Requirements :: Rewrite everything from the line containing "of the grey" down to the end of the items below, putting "gray" wherever "grey" appears and changing nothing else.

Entries shown ::
========

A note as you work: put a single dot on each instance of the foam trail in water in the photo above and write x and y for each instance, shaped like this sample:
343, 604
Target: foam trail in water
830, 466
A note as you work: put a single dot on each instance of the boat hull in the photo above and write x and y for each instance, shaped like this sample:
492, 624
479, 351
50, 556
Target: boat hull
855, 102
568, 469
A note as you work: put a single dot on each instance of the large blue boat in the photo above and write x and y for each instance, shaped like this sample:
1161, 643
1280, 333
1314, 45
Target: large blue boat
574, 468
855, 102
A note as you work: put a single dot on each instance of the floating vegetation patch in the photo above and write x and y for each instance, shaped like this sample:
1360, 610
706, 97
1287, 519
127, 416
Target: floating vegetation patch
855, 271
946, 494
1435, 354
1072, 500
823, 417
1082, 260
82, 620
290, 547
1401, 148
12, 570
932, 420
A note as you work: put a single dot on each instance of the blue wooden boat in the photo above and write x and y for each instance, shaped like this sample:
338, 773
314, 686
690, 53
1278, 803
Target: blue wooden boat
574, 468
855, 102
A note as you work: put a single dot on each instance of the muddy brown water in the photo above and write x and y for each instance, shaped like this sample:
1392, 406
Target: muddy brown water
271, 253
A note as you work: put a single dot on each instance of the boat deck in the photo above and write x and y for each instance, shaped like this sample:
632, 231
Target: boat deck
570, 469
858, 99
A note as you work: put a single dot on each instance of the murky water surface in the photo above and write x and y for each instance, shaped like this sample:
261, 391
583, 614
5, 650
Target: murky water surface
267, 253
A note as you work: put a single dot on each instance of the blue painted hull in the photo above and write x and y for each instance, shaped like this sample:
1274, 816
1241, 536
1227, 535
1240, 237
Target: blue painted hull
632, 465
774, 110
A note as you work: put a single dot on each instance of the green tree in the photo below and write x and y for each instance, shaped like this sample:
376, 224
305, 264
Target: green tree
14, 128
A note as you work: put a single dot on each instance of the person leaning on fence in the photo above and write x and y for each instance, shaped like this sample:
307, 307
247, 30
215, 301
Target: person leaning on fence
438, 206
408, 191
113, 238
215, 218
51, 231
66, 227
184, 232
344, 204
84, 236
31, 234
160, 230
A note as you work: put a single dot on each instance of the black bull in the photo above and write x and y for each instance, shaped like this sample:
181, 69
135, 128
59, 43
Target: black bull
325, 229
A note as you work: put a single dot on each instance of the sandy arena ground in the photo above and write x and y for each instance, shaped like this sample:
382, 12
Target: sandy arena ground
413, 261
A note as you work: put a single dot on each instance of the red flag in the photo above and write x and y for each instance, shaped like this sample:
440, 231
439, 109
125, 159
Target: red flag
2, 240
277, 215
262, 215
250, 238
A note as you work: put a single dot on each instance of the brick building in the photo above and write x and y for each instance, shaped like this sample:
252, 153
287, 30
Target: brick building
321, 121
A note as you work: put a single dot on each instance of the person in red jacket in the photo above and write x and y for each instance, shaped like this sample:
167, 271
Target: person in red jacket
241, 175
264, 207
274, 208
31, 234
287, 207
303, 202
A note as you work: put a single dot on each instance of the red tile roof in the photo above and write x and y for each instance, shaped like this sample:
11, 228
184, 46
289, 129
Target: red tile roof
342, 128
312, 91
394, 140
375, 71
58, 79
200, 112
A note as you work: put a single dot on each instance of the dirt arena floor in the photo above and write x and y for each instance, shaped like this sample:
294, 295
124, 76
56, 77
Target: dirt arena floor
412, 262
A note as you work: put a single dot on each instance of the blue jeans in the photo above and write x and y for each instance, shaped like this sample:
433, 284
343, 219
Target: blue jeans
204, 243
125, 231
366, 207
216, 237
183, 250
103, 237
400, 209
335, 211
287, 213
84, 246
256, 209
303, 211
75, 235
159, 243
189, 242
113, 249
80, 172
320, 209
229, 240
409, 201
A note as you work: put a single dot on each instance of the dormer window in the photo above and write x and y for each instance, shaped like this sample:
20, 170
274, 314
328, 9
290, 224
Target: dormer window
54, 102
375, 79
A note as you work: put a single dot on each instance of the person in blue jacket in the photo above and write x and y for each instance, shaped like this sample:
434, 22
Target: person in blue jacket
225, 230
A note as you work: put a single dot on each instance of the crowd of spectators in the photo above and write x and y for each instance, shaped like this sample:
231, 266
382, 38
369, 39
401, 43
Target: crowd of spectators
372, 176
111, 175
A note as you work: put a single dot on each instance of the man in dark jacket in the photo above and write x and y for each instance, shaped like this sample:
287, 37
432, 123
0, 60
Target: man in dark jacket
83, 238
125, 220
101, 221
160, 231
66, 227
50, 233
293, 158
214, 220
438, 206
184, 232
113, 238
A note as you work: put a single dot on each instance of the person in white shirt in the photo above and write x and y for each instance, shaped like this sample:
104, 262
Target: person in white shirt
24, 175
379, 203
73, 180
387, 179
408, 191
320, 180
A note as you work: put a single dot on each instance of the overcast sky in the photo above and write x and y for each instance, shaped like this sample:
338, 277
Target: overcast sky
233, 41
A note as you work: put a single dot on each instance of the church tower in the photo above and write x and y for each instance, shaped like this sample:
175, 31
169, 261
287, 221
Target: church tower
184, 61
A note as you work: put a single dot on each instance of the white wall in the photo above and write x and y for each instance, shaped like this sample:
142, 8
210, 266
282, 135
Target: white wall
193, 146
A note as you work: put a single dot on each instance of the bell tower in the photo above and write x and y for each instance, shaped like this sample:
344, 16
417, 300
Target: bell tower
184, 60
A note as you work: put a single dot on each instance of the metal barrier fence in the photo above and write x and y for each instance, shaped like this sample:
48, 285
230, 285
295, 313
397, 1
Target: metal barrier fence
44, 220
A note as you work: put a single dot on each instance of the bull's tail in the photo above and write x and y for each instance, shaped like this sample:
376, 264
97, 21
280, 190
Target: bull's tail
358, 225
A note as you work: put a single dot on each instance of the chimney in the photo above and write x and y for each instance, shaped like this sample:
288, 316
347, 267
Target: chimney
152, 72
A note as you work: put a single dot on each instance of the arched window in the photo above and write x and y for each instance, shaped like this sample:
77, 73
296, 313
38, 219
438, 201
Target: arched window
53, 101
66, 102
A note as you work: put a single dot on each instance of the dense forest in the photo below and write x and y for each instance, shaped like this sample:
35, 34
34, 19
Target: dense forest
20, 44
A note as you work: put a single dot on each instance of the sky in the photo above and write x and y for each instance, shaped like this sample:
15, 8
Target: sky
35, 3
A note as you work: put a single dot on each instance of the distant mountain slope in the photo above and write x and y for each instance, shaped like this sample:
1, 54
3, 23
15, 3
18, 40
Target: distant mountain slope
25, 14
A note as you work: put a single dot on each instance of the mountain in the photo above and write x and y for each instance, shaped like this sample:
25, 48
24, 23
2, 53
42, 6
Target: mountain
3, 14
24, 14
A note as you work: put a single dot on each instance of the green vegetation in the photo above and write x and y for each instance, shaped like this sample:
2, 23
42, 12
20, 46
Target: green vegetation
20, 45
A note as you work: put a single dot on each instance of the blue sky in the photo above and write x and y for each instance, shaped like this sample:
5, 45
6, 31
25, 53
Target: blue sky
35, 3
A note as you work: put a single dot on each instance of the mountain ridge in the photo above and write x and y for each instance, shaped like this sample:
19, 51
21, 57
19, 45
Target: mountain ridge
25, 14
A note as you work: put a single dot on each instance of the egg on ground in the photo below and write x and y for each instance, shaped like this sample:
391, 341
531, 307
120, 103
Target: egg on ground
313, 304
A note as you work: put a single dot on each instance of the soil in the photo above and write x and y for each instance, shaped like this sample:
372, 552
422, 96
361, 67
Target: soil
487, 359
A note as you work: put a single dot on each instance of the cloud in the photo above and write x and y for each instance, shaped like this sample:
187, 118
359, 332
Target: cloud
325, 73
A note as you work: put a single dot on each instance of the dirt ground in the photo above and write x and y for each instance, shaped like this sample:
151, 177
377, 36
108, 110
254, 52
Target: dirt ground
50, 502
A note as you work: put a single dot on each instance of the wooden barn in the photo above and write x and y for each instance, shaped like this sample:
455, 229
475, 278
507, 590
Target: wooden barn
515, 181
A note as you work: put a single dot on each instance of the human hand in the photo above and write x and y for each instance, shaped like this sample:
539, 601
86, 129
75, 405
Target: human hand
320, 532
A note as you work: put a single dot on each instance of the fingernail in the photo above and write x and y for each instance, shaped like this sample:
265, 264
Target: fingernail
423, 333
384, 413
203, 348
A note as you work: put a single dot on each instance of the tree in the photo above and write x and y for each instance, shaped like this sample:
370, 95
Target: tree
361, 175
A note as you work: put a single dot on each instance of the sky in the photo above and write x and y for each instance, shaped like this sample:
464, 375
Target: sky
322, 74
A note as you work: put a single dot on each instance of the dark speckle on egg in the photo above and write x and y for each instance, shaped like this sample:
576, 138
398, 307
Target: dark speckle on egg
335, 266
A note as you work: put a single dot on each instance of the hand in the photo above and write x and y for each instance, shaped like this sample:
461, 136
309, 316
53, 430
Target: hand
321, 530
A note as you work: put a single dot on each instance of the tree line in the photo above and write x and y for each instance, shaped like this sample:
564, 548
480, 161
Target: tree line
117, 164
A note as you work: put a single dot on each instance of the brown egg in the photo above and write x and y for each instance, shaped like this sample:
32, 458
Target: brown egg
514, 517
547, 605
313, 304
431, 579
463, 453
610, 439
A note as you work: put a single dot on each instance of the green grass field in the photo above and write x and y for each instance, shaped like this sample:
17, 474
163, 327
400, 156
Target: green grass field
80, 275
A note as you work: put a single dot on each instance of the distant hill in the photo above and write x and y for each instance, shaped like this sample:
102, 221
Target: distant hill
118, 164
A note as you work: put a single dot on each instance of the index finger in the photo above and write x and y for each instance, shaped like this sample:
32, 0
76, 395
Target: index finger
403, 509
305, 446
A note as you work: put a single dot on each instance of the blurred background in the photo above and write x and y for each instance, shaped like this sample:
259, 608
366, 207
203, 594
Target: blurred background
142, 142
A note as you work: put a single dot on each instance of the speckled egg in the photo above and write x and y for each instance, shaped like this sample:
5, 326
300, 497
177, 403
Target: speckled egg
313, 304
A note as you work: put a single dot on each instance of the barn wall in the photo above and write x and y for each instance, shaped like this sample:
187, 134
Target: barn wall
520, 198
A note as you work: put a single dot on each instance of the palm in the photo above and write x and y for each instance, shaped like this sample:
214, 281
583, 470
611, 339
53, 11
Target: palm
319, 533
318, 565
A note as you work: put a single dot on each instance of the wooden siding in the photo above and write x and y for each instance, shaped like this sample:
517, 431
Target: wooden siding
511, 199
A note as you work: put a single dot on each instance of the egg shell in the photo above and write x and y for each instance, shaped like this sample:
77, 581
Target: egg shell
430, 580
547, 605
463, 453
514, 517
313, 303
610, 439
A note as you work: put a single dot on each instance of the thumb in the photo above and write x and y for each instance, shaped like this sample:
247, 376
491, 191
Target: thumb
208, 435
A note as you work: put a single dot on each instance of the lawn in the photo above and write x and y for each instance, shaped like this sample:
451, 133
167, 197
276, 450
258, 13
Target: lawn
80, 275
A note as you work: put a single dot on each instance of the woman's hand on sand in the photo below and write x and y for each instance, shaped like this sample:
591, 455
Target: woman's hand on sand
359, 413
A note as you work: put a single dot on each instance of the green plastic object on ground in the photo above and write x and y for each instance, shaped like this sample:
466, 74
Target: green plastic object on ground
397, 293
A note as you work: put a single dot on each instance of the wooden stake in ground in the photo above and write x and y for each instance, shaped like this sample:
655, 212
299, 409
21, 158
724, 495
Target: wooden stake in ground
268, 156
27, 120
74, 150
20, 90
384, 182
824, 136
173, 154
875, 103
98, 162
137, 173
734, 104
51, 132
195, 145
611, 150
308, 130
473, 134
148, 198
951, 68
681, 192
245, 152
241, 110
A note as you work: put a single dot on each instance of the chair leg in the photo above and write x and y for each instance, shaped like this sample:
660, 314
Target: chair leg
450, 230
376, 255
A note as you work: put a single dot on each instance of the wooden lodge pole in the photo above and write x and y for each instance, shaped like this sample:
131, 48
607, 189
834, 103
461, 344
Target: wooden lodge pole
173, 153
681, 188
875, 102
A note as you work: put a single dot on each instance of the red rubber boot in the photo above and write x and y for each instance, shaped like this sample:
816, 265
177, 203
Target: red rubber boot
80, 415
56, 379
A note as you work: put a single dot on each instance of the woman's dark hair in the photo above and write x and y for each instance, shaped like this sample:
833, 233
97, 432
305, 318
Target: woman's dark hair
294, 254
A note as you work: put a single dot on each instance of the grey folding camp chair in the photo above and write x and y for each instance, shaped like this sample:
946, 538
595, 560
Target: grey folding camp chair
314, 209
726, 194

========

The result ::
A note as you work: put a single dot on each instance of the gray folding camp chair in the photo above and write x and y for each instance, shaped like this sample:
946, 538
595, 560
Target: gray folding camp chair
314, 209
726, 194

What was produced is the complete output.